**Required work**.
When a line in the entries contains the word "below", copy that line in full.

Photo-based referring expression data
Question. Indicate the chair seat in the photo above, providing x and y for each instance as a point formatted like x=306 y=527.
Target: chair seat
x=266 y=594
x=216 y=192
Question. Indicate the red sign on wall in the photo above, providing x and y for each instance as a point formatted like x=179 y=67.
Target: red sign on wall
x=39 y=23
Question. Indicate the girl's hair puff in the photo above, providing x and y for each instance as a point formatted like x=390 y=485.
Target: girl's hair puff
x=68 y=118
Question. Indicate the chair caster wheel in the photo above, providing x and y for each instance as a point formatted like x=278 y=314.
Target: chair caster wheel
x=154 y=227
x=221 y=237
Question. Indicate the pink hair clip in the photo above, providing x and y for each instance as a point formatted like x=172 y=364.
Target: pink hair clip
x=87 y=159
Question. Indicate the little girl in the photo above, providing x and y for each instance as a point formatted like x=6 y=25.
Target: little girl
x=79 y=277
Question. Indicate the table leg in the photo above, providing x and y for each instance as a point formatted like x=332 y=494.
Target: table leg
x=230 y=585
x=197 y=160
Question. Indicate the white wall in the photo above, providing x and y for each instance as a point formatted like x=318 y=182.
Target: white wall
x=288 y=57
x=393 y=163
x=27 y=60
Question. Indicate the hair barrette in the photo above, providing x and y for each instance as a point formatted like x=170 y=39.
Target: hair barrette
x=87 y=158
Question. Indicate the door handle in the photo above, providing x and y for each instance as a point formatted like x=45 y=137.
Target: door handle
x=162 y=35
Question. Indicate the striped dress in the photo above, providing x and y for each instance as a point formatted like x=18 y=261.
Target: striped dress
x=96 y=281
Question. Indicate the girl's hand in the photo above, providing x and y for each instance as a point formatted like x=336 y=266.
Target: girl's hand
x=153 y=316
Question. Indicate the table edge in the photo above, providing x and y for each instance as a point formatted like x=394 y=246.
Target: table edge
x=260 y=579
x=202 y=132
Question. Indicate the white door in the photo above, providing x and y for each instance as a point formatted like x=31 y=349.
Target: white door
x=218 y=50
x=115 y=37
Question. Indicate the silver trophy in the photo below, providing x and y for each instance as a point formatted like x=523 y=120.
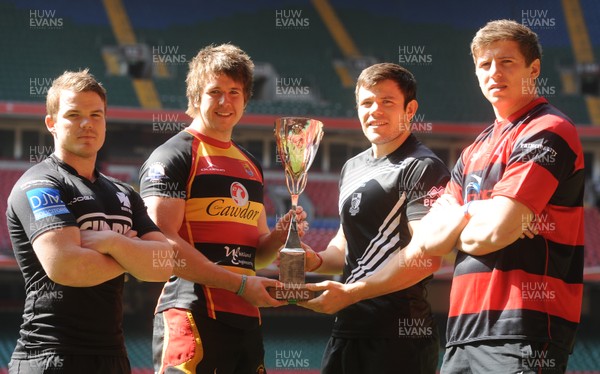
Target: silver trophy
x=297 y=141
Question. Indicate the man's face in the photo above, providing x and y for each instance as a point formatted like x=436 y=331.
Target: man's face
x=221 y=106
x=382 y=115
x=504 y=78
x=80 y=125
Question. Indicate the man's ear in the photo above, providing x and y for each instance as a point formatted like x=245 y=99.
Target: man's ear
x=49 y=121
x=411 y=109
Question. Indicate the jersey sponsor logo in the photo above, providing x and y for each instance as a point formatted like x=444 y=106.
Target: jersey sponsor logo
x=248 y=169
x=46 y=202
x=239 y=194
x=239 y=257
x=211 y=167
x=124 y=200
x=78 y=199
x=156 y=172
x=222 y=208
x=355 y=203
x=104 y=222
x=433 y=194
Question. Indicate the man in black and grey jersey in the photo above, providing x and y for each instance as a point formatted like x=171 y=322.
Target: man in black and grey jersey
x=75 y=232
x=384 y=192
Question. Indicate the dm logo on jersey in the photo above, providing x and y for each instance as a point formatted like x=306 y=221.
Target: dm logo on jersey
x=354 y=203
x=125 y=203
x=46 y=202
x=239 y=194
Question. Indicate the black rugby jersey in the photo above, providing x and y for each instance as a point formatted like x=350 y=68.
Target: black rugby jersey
x=378 y=197
x=57 y=318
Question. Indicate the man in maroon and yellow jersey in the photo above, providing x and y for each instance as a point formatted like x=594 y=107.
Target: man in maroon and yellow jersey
x=514 y=209
x=205 y=192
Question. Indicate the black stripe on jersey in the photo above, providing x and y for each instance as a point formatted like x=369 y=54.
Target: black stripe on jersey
x=508 y=324
x=211 y=185
x=529 y=257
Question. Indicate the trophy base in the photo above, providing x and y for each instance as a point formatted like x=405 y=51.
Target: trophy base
x=292 y=293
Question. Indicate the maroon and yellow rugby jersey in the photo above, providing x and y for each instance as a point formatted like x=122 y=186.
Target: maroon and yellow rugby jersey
x=532 y=289
x=222 y=185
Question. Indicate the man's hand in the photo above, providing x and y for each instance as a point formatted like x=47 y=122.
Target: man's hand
x=100 y=241
x=256 y=292
x=336 y=296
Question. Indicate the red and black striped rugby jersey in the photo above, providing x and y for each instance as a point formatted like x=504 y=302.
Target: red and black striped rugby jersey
x=531 y=289
x=222 y=185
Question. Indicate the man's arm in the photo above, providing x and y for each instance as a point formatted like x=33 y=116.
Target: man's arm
x=192 y=265
x=66 y=262
x=148 y=258
x=331 y=258
x=405 y=269
x=495 y=223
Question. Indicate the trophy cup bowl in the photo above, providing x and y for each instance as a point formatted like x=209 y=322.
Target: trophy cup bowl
x=297 y=141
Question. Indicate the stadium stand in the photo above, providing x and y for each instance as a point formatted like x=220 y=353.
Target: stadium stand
x=310 y=59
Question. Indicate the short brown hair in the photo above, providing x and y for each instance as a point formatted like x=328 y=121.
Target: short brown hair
x=379 y=72
x=214 y=60
x=505 y=29
x=76 y=81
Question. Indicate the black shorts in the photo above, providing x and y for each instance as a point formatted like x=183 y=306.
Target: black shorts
x=70 y=364
x=198 y=344
x=381 y=356
x=505 y=356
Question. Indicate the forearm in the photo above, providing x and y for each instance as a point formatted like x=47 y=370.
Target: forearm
x=147 y=260
x=82 y=267
x=441 y=229
x=486 y=233
x=333 y=261
x=405 y=269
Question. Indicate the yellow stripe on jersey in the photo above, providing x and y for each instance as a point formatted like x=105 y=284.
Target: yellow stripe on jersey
x=218 y=209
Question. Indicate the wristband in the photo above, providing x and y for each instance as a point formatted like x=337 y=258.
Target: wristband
x=466 y=209
x=242 y=285
x=320 y=262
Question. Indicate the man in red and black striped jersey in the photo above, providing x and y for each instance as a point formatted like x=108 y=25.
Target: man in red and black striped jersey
x=514 y=209
x=205 y=193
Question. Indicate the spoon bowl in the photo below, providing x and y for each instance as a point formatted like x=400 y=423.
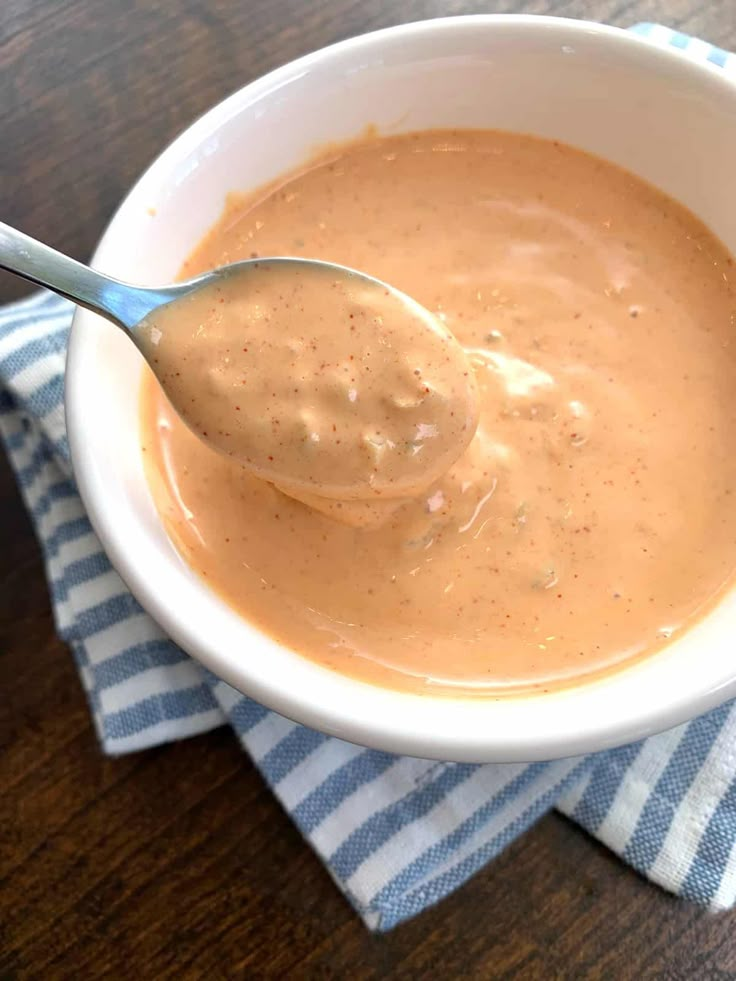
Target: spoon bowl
x=319 y=378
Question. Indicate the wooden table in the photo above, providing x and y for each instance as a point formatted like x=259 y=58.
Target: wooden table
x=178 y=862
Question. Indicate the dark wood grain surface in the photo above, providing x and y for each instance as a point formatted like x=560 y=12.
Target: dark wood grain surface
x=178 y=863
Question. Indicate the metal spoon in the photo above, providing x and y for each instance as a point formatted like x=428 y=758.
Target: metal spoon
x=408 y=348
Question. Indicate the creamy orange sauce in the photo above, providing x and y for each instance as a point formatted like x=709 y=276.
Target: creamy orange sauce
x=591 y=516
x=316 y=378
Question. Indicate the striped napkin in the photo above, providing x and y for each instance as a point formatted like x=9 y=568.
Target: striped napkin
x=397 y=834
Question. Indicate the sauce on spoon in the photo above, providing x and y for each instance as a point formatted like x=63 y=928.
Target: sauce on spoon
x=316 y=378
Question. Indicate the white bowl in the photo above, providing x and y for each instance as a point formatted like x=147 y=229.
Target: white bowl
x=665 y=118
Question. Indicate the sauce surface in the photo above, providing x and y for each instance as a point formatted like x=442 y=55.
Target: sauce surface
x=321 y=380
x=590 y=518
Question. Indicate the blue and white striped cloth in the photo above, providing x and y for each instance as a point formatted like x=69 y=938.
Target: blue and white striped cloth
x=397 y=834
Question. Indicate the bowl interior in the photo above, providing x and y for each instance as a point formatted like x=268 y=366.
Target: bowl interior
x=649 y=110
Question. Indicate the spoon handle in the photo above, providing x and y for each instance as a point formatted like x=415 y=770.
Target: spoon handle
x=125 y=305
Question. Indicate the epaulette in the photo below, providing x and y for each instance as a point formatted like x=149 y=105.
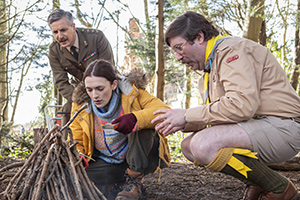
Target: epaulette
x=53 y=43
x=89 y=30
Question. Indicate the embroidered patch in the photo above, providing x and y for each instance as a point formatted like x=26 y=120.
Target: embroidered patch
x=235 y=57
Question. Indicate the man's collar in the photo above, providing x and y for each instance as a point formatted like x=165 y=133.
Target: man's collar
x=76 y=43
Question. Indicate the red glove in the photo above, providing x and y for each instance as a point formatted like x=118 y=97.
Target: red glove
x=126 y=123
x=84 y=162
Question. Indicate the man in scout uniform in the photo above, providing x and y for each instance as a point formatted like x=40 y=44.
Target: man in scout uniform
x=251 y=113
x=71 y=52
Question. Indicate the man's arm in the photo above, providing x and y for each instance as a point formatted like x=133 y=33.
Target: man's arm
x=61 y=79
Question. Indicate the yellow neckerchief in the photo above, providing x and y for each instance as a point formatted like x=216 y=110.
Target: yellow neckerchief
x=210 y=45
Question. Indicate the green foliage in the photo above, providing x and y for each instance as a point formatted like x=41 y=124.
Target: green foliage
x=14 y=143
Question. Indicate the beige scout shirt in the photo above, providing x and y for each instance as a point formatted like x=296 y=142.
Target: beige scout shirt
x=246 y=81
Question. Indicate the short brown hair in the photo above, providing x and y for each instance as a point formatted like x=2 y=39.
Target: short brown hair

**Finished exercise**.
Question. Indicate the silver trophy in the photo below, providing x and y for each instance as a point formatted like x=523 y=120.
Question. Indicate the spoon bowl in the photo below, providing x and y for each instance as a point formatted like x=400 y=423.
Question. Indicate the epaulette in the photo below, providing x and y for each instance as a point formatted like x=149 y=105.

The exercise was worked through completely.